*Given task*: Convert the material below, from the line containing "Trace short black hair in this frame." through the line containing "[507,276,584,306]", both included, into a JSON list of strings with one string per line and no blank lines. Leave out all other lines.

*Source records*:
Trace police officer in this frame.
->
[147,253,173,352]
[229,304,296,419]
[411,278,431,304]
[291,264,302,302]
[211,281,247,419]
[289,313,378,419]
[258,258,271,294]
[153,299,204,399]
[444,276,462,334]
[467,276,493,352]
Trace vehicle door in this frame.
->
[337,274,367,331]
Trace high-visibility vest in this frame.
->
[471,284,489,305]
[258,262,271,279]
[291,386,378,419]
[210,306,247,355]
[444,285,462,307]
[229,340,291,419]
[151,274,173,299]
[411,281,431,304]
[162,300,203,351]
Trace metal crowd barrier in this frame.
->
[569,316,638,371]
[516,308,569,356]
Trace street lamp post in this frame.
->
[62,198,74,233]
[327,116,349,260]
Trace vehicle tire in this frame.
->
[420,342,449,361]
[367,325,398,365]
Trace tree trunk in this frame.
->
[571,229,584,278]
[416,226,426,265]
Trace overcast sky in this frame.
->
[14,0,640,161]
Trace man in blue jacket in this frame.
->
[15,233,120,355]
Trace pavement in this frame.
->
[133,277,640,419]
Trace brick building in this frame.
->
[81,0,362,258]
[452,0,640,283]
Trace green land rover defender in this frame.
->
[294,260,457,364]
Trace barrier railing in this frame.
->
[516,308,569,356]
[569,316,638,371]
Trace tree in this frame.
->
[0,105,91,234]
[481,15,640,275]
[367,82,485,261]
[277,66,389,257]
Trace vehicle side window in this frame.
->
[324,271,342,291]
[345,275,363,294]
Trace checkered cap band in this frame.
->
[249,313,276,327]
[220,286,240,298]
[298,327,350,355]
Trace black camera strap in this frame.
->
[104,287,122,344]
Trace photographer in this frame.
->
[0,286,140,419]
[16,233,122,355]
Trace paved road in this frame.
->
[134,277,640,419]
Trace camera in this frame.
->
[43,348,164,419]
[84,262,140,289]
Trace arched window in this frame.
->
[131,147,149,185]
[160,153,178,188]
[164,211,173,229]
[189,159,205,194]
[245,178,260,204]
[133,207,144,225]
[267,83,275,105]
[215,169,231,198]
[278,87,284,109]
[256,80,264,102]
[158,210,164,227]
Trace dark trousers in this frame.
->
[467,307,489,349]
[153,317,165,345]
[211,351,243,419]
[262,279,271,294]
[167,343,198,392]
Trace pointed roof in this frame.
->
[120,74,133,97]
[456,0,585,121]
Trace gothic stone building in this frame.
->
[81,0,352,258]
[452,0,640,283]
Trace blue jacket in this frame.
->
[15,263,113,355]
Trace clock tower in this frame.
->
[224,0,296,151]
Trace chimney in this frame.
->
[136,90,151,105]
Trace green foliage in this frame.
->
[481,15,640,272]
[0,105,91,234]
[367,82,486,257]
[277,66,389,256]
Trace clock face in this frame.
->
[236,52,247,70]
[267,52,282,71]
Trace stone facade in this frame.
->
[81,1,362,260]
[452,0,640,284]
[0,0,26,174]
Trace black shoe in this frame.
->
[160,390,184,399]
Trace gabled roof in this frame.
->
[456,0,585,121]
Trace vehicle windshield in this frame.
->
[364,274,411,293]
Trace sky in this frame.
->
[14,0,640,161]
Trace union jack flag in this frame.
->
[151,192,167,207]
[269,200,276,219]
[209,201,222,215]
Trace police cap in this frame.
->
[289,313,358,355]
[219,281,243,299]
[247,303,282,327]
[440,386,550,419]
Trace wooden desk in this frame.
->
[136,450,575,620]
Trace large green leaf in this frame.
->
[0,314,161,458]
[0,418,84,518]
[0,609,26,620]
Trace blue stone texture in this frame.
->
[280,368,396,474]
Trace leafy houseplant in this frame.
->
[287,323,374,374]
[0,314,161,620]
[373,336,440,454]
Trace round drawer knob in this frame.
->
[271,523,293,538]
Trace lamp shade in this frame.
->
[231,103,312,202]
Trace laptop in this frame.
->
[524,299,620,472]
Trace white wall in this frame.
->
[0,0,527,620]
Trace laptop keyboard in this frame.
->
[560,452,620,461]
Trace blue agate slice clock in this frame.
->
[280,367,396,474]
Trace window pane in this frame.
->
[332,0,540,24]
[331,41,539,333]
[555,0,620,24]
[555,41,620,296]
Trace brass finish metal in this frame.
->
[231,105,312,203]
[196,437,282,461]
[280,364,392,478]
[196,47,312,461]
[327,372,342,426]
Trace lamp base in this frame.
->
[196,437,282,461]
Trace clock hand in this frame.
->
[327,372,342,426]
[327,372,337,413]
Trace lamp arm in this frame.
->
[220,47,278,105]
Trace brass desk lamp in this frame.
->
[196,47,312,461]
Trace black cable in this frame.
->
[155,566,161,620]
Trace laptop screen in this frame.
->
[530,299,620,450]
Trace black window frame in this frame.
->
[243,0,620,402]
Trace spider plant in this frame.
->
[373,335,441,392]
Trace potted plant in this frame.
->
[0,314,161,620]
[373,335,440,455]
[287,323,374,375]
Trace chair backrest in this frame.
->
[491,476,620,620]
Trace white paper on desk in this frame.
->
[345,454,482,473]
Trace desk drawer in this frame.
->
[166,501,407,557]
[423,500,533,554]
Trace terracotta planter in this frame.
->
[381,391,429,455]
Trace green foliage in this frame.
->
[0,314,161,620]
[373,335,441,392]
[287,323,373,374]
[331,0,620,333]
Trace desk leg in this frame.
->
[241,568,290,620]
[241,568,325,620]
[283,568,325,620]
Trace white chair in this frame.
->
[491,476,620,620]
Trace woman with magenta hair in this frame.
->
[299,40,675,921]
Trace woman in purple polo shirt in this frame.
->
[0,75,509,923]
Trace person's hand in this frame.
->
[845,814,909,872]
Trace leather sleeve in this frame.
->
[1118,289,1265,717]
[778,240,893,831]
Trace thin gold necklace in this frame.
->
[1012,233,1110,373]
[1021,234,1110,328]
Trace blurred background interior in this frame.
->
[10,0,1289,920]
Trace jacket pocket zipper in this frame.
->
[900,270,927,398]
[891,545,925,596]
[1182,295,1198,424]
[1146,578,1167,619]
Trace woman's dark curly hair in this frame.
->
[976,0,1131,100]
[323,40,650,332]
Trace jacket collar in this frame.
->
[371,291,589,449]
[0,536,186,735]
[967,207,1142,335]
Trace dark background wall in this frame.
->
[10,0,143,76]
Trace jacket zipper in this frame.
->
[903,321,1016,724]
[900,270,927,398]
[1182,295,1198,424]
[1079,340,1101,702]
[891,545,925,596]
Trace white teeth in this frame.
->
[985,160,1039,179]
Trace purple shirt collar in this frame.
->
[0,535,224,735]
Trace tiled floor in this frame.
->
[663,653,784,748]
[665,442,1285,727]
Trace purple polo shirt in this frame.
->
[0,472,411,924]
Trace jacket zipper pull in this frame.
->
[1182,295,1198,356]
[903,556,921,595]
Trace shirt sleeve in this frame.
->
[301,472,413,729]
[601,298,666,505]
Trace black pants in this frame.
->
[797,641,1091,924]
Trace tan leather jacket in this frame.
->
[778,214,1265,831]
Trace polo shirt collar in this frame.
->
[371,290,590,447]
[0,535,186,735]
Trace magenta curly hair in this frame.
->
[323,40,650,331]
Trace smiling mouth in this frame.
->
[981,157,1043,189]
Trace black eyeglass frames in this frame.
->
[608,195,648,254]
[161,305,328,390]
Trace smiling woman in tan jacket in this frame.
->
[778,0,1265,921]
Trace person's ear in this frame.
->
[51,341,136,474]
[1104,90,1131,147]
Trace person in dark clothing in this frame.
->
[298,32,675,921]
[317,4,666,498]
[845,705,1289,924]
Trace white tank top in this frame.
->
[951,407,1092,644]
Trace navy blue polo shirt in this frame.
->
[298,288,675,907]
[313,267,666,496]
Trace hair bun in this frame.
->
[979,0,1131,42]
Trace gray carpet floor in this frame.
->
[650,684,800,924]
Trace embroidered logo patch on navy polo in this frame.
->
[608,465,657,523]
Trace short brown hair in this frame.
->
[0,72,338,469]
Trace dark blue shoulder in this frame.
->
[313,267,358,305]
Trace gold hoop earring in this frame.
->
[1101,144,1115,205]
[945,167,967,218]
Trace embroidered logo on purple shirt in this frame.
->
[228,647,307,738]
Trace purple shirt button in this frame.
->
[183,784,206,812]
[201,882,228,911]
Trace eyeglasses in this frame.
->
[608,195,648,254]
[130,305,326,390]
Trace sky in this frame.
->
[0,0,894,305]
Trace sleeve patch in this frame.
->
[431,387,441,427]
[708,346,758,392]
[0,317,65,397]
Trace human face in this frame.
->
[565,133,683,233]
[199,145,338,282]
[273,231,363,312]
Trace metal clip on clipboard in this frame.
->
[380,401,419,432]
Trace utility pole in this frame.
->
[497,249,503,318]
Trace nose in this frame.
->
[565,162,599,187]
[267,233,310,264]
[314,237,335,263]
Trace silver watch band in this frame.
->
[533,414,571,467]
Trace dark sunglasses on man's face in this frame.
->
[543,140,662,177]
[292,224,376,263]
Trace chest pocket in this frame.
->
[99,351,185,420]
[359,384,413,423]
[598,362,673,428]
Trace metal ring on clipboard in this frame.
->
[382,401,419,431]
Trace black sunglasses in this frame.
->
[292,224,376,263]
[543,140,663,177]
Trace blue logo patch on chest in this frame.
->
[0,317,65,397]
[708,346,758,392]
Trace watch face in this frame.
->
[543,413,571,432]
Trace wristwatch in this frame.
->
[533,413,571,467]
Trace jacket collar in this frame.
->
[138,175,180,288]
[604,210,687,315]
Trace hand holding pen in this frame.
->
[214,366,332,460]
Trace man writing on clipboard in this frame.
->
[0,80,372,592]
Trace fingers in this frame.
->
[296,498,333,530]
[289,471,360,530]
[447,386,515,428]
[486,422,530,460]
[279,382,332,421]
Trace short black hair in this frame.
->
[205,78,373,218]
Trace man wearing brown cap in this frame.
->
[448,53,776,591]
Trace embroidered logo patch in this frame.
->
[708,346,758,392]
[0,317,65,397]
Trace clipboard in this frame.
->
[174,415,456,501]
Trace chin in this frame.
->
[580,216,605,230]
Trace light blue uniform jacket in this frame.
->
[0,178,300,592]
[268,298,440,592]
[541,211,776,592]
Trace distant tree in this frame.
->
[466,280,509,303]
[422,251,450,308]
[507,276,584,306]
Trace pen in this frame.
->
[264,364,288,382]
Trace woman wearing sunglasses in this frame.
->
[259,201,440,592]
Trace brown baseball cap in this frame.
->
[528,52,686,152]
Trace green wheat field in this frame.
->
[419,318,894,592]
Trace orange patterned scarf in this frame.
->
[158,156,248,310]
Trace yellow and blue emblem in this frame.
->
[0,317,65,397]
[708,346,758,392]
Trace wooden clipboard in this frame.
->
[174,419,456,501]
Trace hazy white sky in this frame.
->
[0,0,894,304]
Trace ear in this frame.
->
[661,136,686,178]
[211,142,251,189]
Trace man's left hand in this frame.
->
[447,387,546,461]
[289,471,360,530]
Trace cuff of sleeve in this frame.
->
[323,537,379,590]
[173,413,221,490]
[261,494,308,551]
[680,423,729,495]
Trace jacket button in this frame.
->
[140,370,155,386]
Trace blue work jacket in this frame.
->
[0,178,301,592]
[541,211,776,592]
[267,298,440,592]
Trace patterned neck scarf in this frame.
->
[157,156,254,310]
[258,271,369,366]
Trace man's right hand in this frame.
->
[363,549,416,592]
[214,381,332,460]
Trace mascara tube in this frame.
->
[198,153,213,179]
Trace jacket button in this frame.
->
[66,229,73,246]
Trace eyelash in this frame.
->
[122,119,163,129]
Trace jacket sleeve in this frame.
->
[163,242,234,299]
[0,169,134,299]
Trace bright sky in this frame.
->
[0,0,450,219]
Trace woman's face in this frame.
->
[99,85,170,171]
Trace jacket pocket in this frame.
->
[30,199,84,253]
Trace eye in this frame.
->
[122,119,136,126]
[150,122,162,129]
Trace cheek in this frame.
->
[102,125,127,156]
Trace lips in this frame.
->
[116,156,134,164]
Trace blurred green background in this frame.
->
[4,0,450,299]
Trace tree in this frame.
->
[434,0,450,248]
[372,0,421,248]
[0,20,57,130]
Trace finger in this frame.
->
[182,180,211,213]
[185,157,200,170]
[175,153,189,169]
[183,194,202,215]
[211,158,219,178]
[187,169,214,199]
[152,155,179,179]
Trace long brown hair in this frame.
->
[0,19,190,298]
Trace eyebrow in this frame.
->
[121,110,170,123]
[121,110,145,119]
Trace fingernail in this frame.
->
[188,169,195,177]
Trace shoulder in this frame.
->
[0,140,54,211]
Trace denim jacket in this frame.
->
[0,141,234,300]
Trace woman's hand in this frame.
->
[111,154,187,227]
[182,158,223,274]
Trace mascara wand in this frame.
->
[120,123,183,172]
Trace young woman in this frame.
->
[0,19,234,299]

*Solution for this exercise*:
[
  "Trace short black hair in this frame.",
  "->",
  "[205,78,373,218]",
  "Trace man wearing brown cap in this frame.",
  "->",
  "[448,53,776,591]",
  "Trace embroidered logo patch in this frame.",
  "->",
  "[708,346,758,392]",
  "[0,317,65,397]",
  "Trace clipboard in this frame.",
  "->",
  "[174,415,456,501]",
  "Trace chin in this frame.",
  "->",
  "[580,216,605,230]",
  "Trace light blue uniform jacket in this frame.",
  "->",
  "[0,178,300,592]",
  "[268,298,440,592]",
  "[541,211,776,592]",
  "Trace distant tree in this frame.",
  "->",
  "[466,280,509,303]",
  "[422,251,450,308]",
  "[507,276,584,306]"
]